Brief: Report how many lines in the listing below contain the string "bead". Give only the number.

— START OF Records to process —

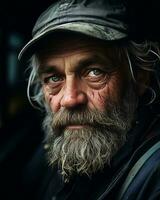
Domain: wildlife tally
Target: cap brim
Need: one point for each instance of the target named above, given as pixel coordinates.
(93, 30)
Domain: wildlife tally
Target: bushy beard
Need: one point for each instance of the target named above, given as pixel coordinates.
(88, 149)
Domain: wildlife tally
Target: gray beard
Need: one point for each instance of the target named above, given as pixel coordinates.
(89, 149)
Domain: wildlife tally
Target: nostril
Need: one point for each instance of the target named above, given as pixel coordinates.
(73, 100)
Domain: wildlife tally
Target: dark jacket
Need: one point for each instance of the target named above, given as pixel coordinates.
(42, 183)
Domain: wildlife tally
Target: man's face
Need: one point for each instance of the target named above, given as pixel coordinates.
(86, 87)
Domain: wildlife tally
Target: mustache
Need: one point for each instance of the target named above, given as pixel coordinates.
(85, 116)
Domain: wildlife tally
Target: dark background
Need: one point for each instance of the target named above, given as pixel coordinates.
(20, 129)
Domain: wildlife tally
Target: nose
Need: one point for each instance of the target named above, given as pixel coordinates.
(73, 94)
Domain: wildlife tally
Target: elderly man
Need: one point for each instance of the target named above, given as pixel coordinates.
(100, 94)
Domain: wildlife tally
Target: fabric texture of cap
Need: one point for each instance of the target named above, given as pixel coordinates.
(103, 19)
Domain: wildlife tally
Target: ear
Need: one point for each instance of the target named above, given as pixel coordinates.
(143, 81)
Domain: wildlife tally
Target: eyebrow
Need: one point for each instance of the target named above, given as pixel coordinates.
(82, 63)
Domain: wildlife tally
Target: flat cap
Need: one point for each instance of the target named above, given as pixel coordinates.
(102, 19)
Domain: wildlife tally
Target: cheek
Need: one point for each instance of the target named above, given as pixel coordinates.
(52, 100)
(110, 92)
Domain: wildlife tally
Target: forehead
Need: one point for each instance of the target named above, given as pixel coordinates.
(77, 46)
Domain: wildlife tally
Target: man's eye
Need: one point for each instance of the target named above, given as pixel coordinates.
(95, 72)
(53, 79)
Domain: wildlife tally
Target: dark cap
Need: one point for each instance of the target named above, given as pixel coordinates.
(102, 19)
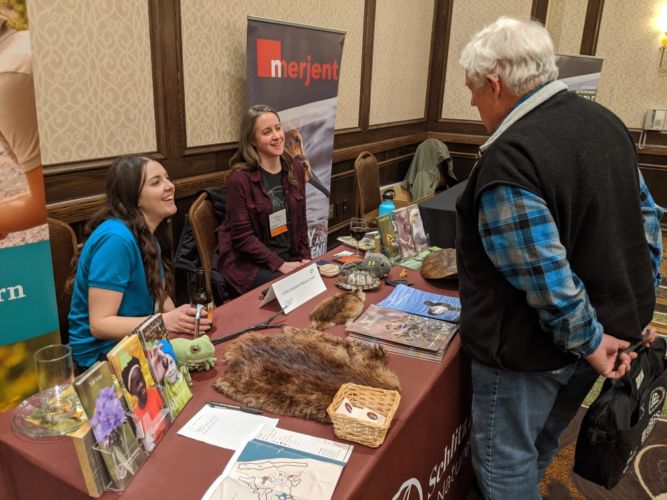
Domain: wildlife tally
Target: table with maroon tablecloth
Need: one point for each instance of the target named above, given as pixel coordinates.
(425, 455)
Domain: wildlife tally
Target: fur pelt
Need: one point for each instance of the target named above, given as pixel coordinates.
(297, 372)
(342, 308)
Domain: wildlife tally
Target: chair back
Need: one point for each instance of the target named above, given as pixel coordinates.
(368, 183)
(204, 223)
(63, 249)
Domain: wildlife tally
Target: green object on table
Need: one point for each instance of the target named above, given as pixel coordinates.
(197, 354)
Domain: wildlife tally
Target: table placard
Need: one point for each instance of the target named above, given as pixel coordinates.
(296, 289)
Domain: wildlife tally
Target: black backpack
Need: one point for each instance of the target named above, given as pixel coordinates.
(620, 420)
(186, 257)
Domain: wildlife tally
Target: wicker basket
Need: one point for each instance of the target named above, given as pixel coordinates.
(371, 434)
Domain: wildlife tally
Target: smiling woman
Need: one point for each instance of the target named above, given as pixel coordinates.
(265, 232)
(124, 273)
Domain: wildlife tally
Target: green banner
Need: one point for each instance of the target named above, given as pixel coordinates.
(27, 302)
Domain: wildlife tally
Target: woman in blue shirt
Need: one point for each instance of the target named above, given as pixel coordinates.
(122, 277)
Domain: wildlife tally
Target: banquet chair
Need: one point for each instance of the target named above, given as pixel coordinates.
(369, 196)
(63, 249)
(204, 223)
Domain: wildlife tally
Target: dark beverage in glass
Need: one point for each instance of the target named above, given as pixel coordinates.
(358, 228)
(358, 233)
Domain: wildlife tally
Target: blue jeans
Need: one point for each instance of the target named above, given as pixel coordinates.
(517, 419)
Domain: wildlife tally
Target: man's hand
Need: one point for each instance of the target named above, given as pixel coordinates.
(649, 334)
(608, 354)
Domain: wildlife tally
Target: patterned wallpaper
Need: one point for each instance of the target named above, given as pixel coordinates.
(629, 44)
(565, 22)
(467, 19)
(93, 80)
(401, 52)
(214, 59)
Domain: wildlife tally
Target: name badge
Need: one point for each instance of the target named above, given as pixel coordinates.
(278, 222)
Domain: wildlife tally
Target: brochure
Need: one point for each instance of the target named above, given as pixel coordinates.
(415, 301)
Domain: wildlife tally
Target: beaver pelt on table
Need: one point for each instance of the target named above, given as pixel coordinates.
(341, 309)
(297, 372)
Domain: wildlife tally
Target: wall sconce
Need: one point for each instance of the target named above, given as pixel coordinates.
(661, 22)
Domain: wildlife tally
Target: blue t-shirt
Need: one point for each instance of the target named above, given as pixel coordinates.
(110, 260)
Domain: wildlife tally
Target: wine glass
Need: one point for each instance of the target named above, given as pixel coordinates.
(358, 229)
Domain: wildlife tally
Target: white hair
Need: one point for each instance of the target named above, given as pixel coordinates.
(520, 53)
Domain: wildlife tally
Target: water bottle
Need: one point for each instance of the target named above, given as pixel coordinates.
(387, 205)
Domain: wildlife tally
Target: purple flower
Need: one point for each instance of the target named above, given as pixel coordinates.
(109, 415)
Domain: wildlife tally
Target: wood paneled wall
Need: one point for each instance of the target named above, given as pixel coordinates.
(74, 190)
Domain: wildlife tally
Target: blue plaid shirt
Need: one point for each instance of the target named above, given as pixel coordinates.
(520, 236)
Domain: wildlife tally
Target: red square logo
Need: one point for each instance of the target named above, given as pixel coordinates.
(267, 51)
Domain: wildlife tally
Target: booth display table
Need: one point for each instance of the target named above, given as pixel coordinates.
(426, 453)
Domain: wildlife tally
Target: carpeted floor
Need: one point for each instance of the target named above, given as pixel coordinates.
(646, 479)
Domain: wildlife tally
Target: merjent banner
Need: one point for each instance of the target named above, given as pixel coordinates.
(295, 69)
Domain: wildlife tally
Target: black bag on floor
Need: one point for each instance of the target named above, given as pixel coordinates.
(620, 420)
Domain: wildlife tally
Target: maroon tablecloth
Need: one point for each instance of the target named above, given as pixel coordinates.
(425, 455)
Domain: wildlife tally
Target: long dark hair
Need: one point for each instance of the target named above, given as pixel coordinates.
(246, 157)
(125, 179)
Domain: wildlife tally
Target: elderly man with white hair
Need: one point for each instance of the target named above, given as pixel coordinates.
(558, 244)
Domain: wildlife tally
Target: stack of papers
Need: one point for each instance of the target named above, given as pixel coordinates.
(282, 464)
(225, 428)
(415, 301)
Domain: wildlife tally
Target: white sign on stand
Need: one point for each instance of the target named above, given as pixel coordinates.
(296, 288)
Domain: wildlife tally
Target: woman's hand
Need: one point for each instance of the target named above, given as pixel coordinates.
(649, 334)
(182, 320)
(288, 267)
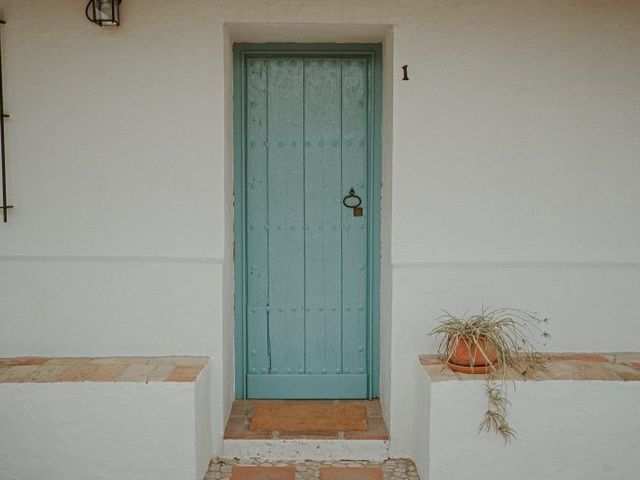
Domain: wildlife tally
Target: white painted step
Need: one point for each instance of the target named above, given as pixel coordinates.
(307, 449)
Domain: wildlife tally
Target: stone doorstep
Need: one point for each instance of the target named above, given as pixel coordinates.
(101, 369)
(238, 423)
(259, 472)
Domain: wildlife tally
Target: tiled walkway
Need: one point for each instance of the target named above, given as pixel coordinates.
(112, 369)
(392, 469)
(242, 412)
(623, 366)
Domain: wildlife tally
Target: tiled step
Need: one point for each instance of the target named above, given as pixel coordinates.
(241, 442)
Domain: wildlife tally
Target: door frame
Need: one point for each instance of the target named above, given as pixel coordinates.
(374, 189)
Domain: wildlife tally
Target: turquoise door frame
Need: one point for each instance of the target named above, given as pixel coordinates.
(242, 52)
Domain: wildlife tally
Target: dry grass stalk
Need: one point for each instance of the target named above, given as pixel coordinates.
(512, 335)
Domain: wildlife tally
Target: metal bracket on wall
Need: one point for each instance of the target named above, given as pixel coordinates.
(4, 207)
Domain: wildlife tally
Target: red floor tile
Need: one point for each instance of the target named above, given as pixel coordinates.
(351, 473)
(263, 473)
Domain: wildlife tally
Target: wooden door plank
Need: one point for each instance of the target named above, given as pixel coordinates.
(286, 215)
(354, 238)
(323, 282)
(257, 273)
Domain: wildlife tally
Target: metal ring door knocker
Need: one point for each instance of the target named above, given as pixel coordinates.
(353, 201)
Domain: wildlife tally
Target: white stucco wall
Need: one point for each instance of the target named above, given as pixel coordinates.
(511, 155)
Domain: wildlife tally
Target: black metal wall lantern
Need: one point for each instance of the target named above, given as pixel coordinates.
(105, 13)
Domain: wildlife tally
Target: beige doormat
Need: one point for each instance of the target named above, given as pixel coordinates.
(284, 417)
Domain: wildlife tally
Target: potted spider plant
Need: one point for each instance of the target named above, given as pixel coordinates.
(490, 343)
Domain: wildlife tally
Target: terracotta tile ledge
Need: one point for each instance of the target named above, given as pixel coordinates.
(101, 369)
(619, 366)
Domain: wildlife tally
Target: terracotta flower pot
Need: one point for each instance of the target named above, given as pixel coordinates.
(467, 357)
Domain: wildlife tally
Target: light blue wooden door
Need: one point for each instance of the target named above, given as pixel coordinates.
(307, 143)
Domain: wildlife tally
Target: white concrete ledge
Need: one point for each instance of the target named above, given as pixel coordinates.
(105, 430)
(567, 429)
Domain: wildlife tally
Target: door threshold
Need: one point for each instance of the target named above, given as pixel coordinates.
(239, 426)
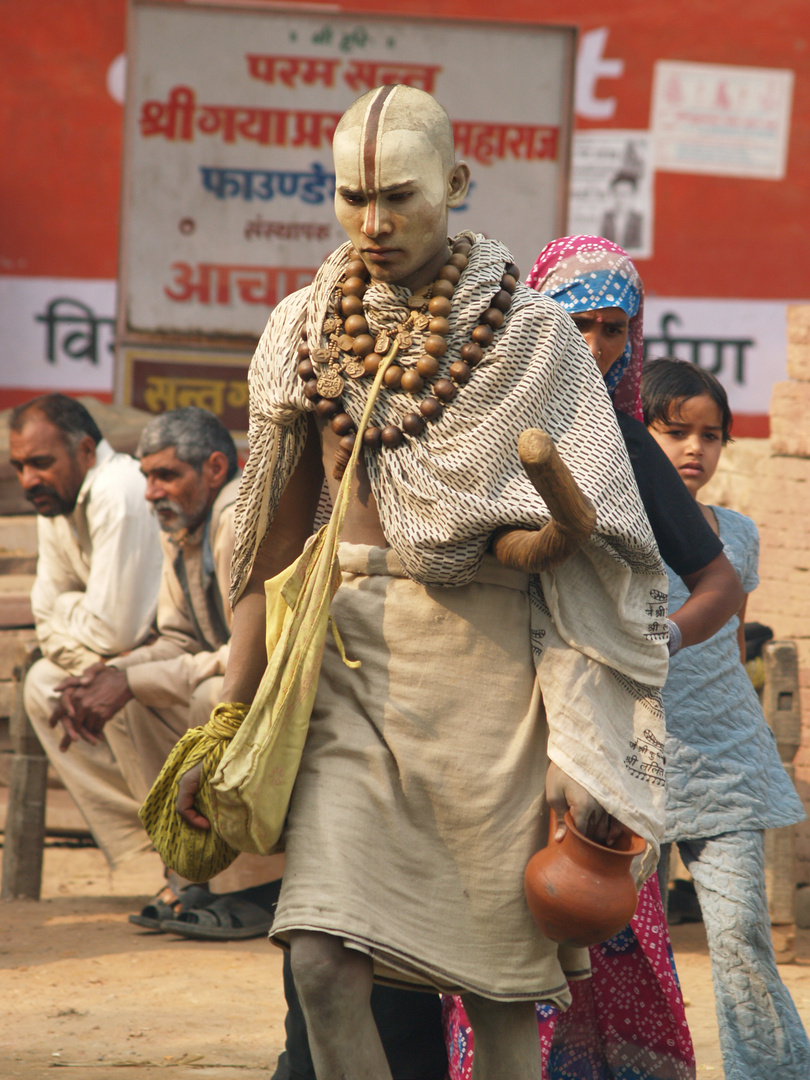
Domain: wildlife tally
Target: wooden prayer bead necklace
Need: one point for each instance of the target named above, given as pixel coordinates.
(353, 352)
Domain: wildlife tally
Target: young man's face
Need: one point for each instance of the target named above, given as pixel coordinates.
(392, 201)
(49, 469)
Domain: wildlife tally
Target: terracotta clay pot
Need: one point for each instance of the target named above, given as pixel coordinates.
(581, 892)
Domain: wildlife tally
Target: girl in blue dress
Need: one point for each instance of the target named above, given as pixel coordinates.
(725, 781)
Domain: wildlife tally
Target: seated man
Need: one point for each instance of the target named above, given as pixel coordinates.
(142, 702)
(483, 689)
(96, 586)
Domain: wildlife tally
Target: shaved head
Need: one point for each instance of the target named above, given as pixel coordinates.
(399, 108)
(395, 180)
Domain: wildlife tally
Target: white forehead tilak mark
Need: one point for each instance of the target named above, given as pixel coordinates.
(370, 154)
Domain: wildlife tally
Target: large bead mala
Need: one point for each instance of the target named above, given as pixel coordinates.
(352, 352)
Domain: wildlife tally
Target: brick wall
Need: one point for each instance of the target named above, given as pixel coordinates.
(770, 482)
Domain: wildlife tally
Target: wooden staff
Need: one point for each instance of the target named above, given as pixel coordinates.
(574, 516)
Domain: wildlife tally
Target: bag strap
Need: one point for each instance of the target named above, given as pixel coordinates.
(341, 502)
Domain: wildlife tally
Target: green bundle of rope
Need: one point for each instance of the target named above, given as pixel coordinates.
(196, 853)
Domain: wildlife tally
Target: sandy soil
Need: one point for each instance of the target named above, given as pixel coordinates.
(84, 989)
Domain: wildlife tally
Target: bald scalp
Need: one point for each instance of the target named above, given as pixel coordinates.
(405, 108)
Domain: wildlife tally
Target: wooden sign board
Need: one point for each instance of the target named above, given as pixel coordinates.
(228, 173)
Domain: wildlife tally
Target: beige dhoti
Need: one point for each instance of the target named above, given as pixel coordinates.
(420, 794)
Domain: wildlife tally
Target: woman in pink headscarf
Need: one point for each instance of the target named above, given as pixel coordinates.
(628, 1021)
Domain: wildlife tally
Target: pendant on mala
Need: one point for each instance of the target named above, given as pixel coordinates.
(351, 352)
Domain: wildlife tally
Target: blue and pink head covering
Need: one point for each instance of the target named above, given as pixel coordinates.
(585, 273)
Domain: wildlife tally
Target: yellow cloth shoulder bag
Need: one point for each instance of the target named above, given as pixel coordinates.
(251, 756)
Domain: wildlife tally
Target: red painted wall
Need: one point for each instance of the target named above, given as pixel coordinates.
(61, 133)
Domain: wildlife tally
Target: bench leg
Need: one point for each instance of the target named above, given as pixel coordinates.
(25, 822)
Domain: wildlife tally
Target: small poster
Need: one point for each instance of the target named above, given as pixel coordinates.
(721, 120)
(611, 189)
(58, 334)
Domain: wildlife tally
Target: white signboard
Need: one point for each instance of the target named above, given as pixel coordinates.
(57, 334)
(229, 180)
(742, 342)
(611, 188)
(721, 120)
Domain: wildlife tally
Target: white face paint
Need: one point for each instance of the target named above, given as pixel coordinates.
(392, 201)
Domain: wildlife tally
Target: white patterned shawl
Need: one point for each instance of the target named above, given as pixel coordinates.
(597, 637)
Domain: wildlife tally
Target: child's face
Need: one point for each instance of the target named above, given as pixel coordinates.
(692, 440)
(605, 331)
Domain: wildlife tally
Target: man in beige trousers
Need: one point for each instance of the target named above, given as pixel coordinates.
(137, 704)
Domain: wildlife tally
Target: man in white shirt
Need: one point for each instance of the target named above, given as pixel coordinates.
(138, 704)
(96, 589)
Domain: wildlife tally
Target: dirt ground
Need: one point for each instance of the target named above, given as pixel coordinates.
(81, 988)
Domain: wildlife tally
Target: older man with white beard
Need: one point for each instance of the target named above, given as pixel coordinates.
(139, 703)
(482, 689)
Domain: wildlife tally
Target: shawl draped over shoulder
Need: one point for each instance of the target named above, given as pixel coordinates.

— END OF Records to process —

Correct answer: 2